| TASK PROMPT |
List every username or personal name that appears in the forum thread below about beetle traps.
** Start SELECTION **
Other threads suggest shb like grease; Fat Bee Man's Crisco boric acid corrugated plastic shb traps; the beetles eat through the grease to get to the poison inside. If you look up this video I don't recommend it, as I suspect the beetles don't die right away and may track boric acid through the hive where bees can consume it. It's just an other long list of internet ideas that never amounted to anything.


----------



## roddo27846 (Apr 10, 2017)

Hedghawg said:


> I was told by an experienced beekeep who has hundreds of hives about a trap using coroplast and combat roach bait in the syringe, the beetles can get in the "tunnels" but the bees can't.
> For the record, I am a first year (for the second time) beekeeper. I have just found our local club and will be joining this week. I'm watching, listening and reading everything I can find. This trap may be the worst thing you've ever heard of but I'm putting this out here because I've found nothing on it, I have no idea of the danger to the bees or the legality of it (probably couldn't use them with honey supers on but I don't know). I installed several of these last month and I still have a hive full of bees. I have also made several of the "neverwet" flanges that you put around the bottom board but that was only last month too so I have no idea how well any of this works but I will say I have found a few dead beetles on my sticky board and saw just a couple live ones above the bees on the feeder board.


Yeah, I watched a commercial beek fill his hives with traps like that. It's a totally illegal act as the poisin is not approved for use in beehives. This seems to be a widespread problem, and the beetles can be controlled without it.


----------
** End SELECTION **
** Start RAW DATA **
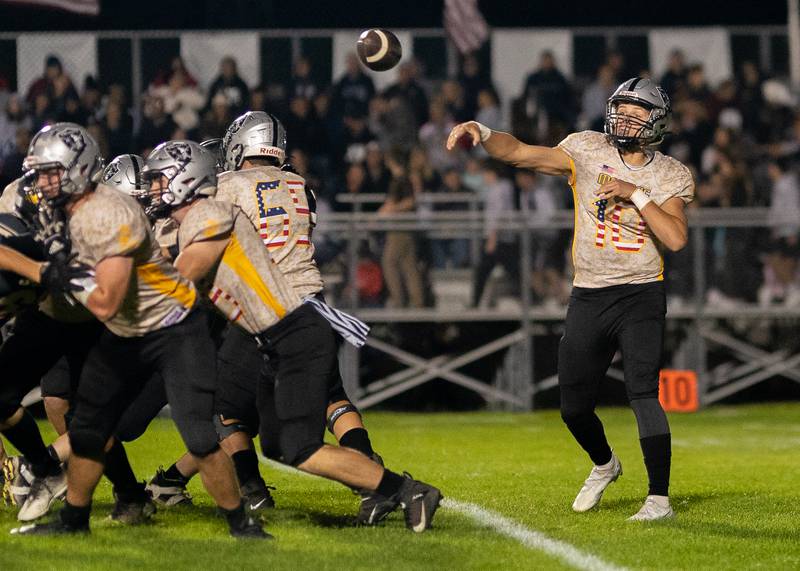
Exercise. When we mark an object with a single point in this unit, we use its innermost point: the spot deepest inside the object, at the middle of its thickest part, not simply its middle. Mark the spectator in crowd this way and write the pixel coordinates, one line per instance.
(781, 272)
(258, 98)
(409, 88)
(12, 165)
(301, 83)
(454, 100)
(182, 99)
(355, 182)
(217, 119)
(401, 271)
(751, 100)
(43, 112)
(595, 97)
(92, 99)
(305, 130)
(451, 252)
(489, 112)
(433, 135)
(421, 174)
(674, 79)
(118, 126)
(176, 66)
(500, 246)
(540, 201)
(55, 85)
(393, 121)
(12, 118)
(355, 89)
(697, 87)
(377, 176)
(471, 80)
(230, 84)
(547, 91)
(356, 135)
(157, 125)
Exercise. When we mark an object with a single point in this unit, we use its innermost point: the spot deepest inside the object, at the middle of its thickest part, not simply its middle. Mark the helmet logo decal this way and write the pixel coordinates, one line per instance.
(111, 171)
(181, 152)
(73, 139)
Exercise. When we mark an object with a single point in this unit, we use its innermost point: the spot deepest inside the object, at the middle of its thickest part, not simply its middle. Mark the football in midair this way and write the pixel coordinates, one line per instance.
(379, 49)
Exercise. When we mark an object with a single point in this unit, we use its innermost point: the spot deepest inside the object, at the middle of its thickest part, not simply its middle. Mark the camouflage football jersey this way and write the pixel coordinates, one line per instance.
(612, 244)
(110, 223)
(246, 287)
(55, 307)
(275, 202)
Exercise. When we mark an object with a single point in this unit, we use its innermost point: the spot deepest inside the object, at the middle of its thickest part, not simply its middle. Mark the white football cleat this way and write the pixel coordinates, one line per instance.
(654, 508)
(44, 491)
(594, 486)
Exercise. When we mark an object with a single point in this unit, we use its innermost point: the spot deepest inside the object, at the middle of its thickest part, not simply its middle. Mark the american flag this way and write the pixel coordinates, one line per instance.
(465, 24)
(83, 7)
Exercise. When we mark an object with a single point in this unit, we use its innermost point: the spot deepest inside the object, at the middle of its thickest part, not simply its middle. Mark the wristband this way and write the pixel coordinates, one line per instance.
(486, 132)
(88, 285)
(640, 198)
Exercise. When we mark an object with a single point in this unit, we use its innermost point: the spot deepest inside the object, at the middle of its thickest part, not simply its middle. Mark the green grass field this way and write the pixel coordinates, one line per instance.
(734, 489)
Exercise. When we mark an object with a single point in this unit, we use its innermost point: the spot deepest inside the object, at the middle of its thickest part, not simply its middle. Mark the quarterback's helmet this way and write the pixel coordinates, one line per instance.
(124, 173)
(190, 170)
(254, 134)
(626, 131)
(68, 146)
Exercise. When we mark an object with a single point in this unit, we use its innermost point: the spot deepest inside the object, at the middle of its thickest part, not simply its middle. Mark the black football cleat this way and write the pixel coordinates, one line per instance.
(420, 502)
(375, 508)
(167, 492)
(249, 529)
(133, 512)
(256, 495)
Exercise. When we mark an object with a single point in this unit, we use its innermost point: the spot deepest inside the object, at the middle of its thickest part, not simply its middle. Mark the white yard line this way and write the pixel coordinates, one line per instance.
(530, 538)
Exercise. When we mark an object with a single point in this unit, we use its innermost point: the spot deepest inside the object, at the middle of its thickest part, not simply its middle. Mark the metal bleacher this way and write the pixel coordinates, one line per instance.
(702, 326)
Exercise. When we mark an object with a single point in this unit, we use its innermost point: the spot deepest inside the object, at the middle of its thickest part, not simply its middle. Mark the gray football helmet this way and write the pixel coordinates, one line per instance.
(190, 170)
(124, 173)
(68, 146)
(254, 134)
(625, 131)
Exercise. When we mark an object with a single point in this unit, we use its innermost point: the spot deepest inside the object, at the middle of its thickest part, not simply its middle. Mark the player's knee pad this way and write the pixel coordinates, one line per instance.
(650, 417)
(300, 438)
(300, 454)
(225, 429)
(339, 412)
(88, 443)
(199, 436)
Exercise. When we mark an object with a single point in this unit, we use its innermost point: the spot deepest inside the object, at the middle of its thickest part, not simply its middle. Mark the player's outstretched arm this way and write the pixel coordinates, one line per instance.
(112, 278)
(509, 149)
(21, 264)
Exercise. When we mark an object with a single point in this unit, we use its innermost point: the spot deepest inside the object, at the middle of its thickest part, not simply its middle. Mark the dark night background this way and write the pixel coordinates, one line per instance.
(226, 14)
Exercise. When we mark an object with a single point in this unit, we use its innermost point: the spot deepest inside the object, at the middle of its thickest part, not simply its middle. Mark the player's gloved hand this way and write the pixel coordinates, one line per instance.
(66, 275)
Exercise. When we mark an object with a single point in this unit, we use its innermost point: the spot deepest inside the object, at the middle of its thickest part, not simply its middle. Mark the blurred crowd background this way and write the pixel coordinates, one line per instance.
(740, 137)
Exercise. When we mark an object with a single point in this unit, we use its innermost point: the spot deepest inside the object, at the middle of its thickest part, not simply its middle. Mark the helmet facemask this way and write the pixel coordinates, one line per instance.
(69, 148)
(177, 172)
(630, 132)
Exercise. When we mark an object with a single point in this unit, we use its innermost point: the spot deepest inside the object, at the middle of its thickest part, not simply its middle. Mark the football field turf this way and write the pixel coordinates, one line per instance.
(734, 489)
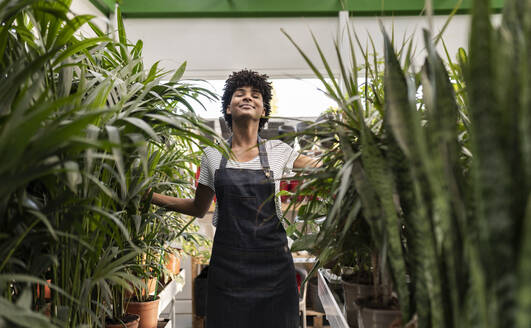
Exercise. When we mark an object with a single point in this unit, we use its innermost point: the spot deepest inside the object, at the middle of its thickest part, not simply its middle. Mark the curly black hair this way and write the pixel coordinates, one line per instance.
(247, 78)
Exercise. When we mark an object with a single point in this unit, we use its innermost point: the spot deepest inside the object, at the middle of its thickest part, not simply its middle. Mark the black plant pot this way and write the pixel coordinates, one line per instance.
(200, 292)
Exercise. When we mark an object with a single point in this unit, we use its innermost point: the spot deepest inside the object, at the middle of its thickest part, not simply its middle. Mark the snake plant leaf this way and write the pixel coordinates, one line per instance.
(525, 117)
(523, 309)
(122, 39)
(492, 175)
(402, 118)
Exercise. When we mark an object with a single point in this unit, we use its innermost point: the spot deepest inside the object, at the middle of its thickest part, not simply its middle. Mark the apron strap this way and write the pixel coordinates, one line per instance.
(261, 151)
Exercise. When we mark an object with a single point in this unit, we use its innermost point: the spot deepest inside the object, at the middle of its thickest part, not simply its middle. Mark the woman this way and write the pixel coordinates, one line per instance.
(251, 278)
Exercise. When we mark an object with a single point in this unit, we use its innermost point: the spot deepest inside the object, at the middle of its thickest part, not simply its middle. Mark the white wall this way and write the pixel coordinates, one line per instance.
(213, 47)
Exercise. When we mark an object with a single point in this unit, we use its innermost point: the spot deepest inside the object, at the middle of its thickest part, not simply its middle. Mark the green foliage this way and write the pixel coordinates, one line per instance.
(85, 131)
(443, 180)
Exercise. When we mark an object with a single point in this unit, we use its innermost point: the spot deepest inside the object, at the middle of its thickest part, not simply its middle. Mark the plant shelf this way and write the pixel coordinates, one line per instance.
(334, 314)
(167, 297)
** End RAW DATA **
| REPLY |
Fat Bee Man
roddo27846
Hedghawg